As part of the hypothetical, he said lawyers used the review process to attack not only African American female judges but also two white male judges by giving them exceptionally low ratings.
Turning to the committee, he said the members of the group receive no training, failed to account for implicit bias in attorneys’ reviews of judges and failed to establish a fair mechanism for scoring judges.
The Judicial Performance Review Committee, created by the Missouri Supreme Court and administered by The Missouri Bar, is made up of lawyers, non-lawyers and retired judges statewide. It reviews judges when they stand for retention election.
The evaluation committee doesn’t explicitly recommend whether voters should retain judges or not. Instead, committee members vote on whether each judge meets judicial standards. Although identifying information about the judges is removed during the committee process, the evaluations are based in part on a survey of lawyers who appeared before the judges, and who obviously know the name, race, gender and location of the judges they’re evaluating.
In his first speech to the bar on Sept. 19, Draper criticized the “weaponization” of performance evaluations against minority judges. Photo by Jessica Shumaker.
Draper also said the news media, for its part, showed an unwillingness to accept its responsibility in reporting information about judicial reviews accurately and fairly to the public.

## Problem set
1. Do these statements agree with the text on judicial reviews? (a) The evaluation committee explicitly recommends whether voters should retain judges. (b) The committee is made up of lawyers, non-lawyers and retired judges. (c) Draper's first speech to the bar was on Sept. 19. For each, answer yes or no and quote the words from the text that decide it.
2. According to the text on judicial reviews, when does the Judicial Performance Review Committee review judges?

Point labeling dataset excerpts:
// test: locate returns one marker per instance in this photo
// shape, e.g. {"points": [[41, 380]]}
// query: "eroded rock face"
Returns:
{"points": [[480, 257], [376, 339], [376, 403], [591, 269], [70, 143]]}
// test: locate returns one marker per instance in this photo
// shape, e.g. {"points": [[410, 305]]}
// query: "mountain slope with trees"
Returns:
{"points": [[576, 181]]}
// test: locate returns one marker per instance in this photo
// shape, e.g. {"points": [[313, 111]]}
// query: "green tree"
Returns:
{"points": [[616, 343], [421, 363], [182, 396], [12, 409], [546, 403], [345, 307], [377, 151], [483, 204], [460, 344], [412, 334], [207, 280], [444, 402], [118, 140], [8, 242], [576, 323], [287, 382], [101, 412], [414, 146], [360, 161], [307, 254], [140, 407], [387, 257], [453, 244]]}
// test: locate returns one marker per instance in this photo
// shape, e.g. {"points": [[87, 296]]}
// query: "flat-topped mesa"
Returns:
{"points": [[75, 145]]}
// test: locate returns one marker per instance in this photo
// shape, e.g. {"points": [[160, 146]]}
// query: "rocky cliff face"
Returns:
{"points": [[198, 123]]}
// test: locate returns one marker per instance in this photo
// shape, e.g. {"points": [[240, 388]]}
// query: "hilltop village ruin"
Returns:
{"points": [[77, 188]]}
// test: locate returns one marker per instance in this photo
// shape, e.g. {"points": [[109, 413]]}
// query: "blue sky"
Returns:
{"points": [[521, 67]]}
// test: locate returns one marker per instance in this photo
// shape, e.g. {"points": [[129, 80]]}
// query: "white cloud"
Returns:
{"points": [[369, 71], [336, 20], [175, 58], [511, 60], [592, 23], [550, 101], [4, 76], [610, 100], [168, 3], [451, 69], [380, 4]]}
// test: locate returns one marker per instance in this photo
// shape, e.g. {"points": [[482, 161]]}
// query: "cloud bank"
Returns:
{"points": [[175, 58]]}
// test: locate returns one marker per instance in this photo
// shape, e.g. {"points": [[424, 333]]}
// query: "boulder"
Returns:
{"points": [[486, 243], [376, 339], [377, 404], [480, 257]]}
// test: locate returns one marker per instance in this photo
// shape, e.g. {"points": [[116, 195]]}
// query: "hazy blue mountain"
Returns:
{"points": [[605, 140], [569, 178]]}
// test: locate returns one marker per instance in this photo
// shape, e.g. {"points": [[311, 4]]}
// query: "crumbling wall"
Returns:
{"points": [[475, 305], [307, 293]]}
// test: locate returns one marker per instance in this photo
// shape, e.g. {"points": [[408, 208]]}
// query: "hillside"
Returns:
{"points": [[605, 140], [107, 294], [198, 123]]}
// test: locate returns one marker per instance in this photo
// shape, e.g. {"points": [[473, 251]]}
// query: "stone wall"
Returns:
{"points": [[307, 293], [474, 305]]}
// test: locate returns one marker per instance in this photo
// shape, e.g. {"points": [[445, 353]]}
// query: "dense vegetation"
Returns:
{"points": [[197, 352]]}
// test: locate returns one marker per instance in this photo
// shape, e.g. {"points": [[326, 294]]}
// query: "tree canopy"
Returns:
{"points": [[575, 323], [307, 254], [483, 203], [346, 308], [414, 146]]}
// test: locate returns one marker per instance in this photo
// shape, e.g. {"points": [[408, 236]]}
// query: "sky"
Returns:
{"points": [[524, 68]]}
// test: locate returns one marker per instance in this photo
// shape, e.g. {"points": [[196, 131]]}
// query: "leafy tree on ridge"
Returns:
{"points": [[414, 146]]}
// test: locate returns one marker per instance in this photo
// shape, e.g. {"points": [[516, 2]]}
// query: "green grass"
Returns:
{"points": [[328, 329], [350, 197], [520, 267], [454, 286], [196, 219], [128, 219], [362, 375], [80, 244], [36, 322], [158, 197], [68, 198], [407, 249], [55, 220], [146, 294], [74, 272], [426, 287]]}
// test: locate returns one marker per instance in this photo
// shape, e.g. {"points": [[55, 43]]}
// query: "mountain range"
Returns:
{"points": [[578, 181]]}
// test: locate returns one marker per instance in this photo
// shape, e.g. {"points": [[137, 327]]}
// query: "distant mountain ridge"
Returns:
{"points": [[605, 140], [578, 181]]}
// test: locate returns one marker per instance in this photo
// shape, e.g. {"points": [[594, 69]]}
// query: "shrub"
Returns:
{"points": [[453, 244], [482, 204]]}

## Responses for each task
1.
(a) No: "The evaluation committee doesn’t explicitly recommend whether voters should retain judges or not."
(b) Yes: "is made up of lawyers, non-lawyers and retired judges statewide."
(c) Yes: "In his first speech to the bar on Sept. 19"

2. It reviews judges when they stand for retention election.